EXCERPTED TEXT »
We can see that the last row of the second output is a zero vector, this is reasonable because we don’t intend to feed the PAD symbol into RNN.

Even_Oldridge · December 21, 2017, 5:12am

@smth I’d love to hear an answer to this question as well. Is it the case that there’s no backprop for padding tokens? And if not is it simply zeroing the gradient or is it more complex?

Can you or someone on the team fill us in and/or point to the relevant place in the source where this is handled?

cswhjiang · December 27, 2017, 8:57am

I have the same question.

jusjusjus · December 29, 2017, 5:29pm

Dear Ajay,

because you’re looking for the right way, here’s my take on how the pipeline from unordered sequences to packed sequences would look. One point though: It seems unnecessary memory usage to first pad the sequences is there a way around that?

import torch
import numpy as np
from torch.autograd import Variable

# unordered list (batch) of random sized arrays
batch_size = 4
max_length = 4
sequences = [
    np.random.randn(np.random.randint(1, max_length+1))
    for _ in range(batch_size)
]

# reverse ordered by `len`
ordered = sorted(sequences, key=len, reverse=True)
lengths = [len(x) for x in ordered]

# each element padded to `max_length`
padded = [
    np.pad(li, pad_width=(0, max_length-len(li)), mode='constant')
    for li in ordered
]

# Convert each array to `torch.Tensor`
tensors = [
    torch.from_numpy(ar)

BRIEF 1 » Rescale the dataset records by writing out every text line again with each pixel coordinate multiplied by 0.25 and rounded to a whole number, halves rounding up. Leave the pictures out.

Dataset records »
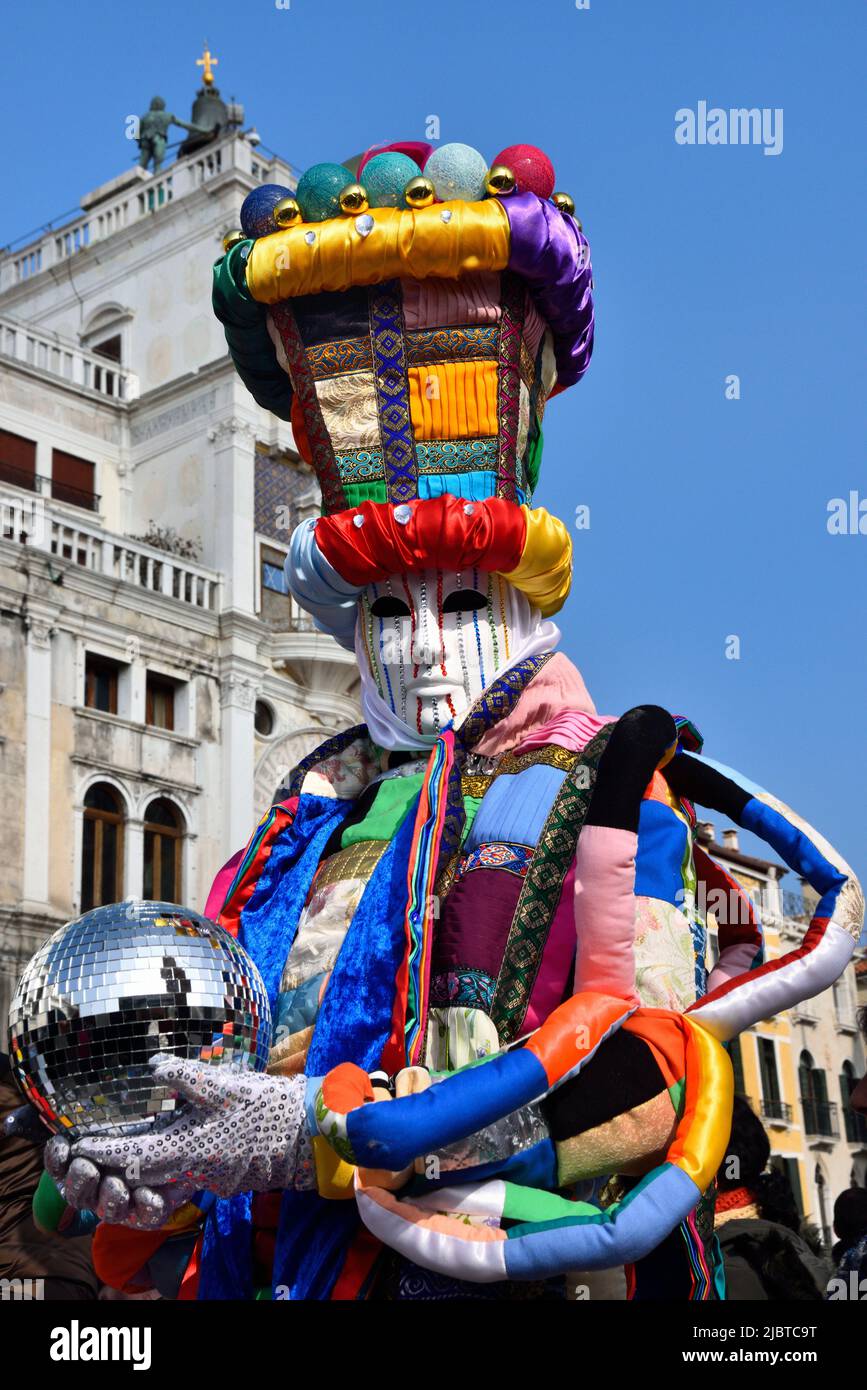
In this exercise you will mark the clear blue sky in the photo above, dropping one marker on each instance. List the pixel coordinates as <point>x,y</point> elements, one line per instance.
<point>707,516</point>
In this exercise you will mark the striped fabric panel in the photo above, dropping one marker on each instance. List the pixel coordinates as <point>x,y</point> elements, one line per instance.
<point>453,399</point>
<point>438,303</point>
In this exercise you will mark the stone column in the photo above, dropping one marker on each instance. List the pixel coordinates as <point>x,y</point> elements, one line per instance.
<point>234,445</point>
<point>134,866</point>
<point>38,761</point>
<point>238,702</point>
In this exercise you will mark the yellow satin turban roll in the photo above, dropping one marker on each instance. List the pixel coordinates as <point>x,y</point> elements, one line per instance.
<point>545,570</point>
<point>446,239</point>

BRIEF 2 » Continue the forum thread about padding and packing sequences in PyTorch from the point where it stops.

EXERCISE ANSWER 1 »
In this exercise you will mark the clear blue sky in the photo above, dropping one marker on each instance. List the pixel coordinates as <point>x,y</point> elements, one line per instance.
<point>177,129</point>
In this exercise you will mark the striped fabric panel in the photo above, dropping one marker on each instance. List the pixel coordinates as <point>x,y</point> elements, one line per instance.
<point>113,100</point>
<point>110,76</point>
In this exercise you will mark the stone column in the photo above, dropping one marker on each instance. List the pixel coordinates as <point>x,y</point> elements, one line per instance.
<point>59,111</point>
<point>34,217</point>
<point>10,190</point>
<point>60,176</point>
In this exercise you will mark the yellow satin turban roll in the photo above, dropping one marker on each instance. List the pixel coordinates as <point>x,y</point> elements, one line per instance.
<point>136,143</point>
<point>112,60</point>

EXERCISE ANSWER 2 »
    for ar in padded
]

# stack to matrix Variable
batch = Variable(torch.stack(tensors))
# add extra dim necessary to use with RNNs
# as pointed out by /u/kaushalshetty
batch = batch[:, :, None]

# pack it
pack = torch.nn.utils.rnn.pack_padded_sequence(batch, lengths, batch_first=True)

cjlovering · January 17, 2018, 7:11am

Hidden state is h_t. c_t is the cell memory. For RNN and GRU there is only hidden state so for those it should be clear. (The hidden state is what is output-ed at each time step.)

kaushalshetty · January 26, 2018, 6:00pm

I think you missed
batch = batch.view(4,4,1)

jusjusjus · January 28, 2018, 4:56am

Which error do you get?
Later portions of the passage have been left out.